[Given task a]:
Copy out every line of the records that contains the word "blonde".

====================

Bilko Rate Limiting — Trusted Client IP Strategy (ADR-022)

Summary

This document describes the fix for the X-Forwarded-For spoofing vulnerability in Bilko's rate limiter (MC #99917, PR #63). The rate limiter previously read the leftmost (attacker-controlled) value from the X-Forwarded-For header using firstOrNull(), allowing trivial bypass of all three rate-limit buckets. The fix introduces a TrustedIpExtractor helper that reads a configurable number of trusted proxy hops from the right of the XFF chain via the TRUSTED_PROXY_HOP_COUNT environment variable (default: 2).

Bilko's production topology (verified 2026-05-08) consists of three hops: Internet → GCLB EXTERNAL_MANAGED → Serverless NEG → Cloud Run GFE → Ktor. GCLB appends the real client IP, and Cloud Run GFE appends the GCLB POP address, resulting in an XFF chain of [attacker-supplied-values, real-client-ip, gclb-pop-ip]. With hopCount=2, the extractor correctly reads xff[size - 2] to retrieve the real client IP.

Network Topology

Bilko's production topology (as of 2026-05-08) consists of:

Internet client
     |
     v
GCLB EXTERNAL_MANAGED (google_compute_global_forwarding_rule "bilko-stage-https-fwd")
     | TLS termination, Cloud Armor policy (if enabled)
     v
Serverless NEG (google_compute_region_network_endpoint_group "bilko-stage-api-neg")
     |
     v
Cloud Run GFE (internal Google Frontend — *.run.app / *.europe-north1.run.app)
     |
     v
Ktor Application (bilko-api-stage container)

X-Forwarded-For structure on the GCLB path:

X-Forwarded-For: <attacker-supplied-values>, <real-client-ip>, <gclb-pop-ip>
                  ^                            ^                    ^
                  Index 0 (NEVER trust)        Index size-2        Index size-1
                                               (real client)       (GCLB POP, appended by GFE)

Direct *.run.app bypass path: With INGRESS_TRAFFIC_ALL set (confirmed live 2026-05-08), direct *.run.app requests skip GCLB entirely. On that path, only one GCP hop is appended (Cloud Run GFE), so hopCount=2 would under-extract. This is a residual risk tracked in MC #99924 (FlowForge INGRESS lockdown).

GCP Documentation Reference: https://cloud.google.com/load-balancing/docs/https#x-forwarded-for_header

TrustedIpExtractor Pattern

The TrustedIpExtractor utility (apps/api/src/main/kotlin/no/alai/bilko/util/TrustedIpExtractor.kt) implements the following algorithm:

Read TRUSTED_PROXY_HOP_COUNT from the environment variable (default: 2).
Split the X-Forwarded-For header on commas, trim each entry, and filter out empty values.
Return the entry at index size - hopCount.
If the XFF header is absent or shorter than hopCount, fall back to call.request.local.remoteAddress.

Code Excerpt

object TrustedIpExtractor {
    val hopCount: Int = run {
        val raw = System.getenv("TRUSTED_PROXY_HOP_COUNT")

====================

[Given task b]:
In the rate-limiting document above, which tracked item covers the residual risk from the direct *.run.app bypass path?

====================

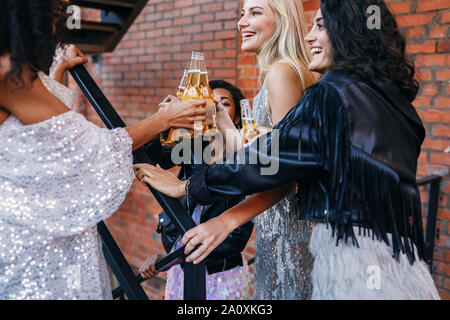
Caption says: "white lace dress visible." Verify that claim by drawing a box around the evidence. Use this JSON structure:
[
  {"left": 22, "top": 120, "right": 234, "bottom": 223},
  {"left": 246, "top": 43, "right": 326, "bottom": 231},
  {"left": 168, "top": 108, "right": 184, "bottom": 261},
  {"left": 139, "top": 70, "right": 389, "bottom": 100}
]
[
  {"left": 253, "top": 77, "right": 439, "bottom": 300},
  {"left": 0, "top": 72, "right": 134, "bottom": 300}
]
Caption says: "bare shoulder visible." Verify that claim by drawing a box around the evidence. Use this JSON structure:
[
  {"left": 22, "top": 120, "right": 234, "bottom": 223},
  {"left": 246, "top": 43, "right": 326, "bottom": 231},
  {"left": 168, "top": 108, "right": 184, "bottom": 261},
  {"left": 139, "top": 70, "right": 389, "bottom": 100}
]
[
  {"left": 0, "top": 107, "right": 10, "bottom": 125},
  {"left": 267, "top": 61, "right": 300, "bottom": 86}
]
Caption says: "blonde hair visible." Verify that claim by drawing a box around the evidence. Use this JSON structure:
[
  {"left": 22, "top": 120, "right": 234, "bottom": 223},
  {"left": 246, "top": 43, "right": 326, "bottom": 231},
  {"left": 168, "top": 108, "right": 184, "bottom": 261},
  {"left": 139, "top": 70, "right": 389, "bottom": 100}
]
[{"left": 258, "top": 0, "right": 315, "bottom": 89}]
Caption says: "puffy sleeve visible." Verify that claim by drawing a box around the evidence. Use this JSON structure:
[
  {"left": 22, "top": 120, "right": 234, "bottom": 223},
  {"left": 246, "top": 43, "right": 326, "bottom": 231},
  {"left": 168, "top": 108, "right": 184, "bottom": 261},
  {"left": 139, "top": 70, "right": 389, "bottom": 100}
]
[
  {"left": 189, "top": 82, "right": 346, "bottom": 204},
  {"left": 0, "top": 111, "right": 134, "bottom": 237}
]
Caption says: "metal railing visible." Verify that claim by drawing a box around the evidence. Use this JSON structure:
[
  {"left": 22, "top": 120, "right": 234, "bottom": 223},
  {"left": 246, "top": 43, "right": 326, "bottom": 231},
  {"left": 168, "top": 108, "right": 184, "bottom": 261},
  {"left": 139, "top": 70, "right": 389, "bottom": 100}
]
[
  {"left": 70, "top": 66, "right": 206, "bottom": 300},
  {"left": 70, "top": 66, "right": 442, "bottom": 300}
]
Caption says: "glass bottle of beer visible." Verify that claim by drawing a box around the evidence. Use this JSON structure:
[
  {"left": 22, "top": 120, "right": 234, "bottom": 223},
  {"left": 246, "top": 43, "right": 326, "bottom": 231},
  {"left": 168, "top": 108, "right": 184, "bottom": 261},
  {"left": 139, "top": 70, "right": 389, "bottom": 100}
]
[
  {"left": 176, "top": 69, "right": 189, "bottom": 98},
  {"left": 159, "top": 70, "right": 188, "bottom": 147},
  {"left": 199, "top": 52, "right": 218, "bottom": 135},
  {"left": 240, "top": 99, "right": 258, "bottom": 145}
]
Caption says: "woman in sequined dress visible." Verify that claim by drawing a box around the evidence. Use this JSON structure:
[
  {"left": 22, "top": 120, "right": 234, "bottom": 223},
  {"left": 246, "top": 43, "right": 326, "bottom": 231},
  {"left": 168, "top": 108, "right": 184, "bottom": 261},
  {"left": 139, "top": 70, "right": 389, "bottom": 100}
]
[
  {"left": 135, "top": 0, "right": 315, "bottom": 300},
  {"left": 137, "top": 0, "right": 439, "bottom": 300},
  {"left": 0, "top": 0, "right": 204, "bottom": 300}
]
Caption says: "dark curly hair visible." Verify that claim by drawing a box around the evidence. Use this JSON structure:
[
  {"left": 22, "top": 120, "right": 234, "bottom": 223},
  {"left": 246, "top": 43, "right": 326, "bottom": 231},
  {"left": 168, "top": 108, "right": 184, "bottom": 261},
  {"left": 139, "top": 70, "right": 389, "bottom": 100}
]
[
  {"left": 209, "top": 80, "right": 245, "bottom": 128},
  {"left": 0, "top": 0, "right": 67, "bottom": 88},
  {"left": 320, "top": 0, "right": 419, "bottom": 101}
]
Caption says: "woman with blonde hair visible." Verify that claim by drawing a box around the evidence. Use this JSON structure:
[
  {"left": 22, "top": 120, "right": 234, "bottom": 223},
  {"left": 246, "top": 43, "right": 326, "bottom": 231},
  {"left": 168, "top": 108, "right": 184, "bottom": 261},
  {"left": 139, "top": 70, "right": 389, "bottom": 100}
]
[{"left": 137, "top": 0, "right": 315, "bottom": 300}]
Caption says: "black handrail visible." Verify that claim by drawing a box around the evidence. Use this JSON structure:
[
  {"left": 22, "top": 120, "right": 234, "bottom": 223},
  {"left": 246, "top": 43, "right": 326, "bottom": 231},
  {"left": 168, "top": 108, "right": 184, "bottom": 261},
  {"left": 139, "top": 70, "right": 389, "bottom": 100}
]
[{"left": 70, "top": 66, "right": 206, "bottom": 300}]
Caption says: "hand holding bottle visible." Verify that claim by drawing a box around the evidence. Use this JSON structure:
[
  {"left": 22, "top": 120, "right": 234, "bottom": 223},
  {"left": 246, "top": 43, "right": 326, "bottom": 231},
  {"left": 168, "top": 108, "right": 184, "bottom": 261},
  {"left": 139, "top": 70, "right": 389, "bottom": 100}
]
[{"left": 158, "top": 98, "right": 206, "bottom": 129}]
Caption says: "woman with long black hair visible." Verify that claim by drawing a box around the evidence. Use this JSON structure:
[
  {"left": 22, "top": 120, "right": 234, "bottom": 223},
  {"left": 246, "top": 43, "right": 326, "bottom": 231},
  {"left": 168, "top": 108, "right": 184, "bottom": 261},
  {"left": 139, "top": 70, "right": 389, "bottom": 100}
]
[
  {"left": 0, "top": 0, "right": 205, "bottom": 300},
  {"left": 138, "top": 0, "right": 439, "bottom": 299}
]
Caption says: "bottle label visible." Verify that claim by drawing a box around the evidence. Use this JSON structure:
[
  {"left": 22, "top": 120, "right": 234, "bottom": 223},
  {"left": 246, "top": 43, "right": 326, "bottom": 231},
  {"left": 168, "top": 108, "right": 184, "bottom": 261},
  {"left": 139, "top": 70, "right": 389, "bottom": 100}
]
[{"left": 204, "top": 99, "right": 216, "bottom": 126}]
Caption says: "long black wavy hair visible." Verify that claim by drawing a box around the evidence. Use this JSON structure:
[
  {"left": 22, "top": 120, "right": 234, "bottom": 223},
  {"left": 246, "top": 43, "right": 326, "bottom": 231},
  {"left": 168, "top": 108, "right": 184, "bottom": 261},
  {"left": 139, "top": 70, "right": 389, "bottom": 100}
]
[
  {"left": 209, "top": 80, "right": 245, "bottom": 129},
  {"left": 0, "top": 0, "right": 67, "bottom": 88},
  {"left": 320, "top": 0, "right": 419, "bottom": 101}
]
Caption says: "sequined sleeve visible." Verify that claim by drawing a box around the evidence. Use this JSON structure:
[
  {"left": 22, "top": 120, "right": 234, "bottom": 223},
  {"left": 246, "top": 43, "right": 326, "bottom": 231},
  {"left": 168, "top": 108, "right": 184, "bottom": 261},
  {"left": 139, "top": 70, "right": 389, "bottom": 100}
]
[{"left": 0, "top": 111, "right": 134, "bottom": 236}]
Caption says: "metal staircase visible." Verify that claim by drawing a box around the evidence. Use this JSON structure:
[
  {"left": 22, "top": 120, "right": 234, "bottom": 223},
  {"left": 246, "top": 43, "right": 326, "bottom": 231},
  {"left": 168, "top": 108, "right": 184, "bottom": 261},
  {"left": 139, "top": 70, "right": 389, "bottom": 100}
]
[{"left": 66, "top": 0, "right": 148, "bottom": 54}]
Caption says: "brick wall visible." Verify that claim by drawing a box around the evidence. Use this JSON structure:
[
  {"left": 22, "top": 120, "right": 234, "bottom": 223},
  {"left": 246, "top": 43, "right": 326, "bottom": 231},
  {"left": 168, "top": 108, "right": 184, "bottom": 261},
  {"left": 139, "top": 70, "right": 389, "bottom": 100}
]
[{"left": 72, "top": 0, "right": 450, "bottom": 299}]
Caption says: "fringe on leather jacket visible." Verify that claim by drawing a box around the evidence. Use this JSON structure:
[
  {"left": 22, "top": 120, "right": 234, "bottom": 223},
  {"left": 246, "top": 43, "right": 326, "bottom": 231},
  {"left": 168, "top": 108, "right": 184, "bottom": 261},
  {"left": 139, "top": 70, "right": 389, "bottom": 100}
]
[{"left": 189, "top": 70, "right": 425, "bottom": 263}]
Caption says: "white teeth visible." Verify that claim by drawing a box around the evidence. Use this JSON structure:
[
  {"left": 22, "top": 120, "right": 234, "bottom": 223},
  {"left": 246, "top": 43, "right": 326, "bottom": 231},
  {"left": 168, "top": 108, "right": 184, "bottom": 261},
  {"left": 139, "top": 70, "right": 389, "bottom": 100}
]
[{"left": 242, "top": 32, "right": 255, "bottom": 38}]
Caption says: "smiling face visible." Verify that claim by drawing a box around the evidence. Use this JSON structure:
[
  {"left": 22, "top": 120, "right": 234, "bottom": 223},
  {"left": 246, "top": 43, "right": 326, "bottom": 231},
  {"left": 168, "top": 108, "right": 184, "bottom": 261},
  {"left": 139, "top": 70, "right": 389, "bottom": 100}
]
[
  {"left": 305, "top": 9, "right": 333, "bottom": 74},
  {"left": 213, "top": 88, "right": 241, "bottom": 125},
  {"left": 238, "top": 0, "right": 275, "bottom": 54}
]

====================

[Correct output a]:
Caption says: "blonde hair visible." Verify that claim by drawing a box around the evidence. Use this JSON structure:
Caption says: "woman with blonde hair visible." Verify that claim by drawing a box around the evidence. Use this JSON structure:

[Correct output b]:
MC #99924 (FlowForge INGRESS lockdown).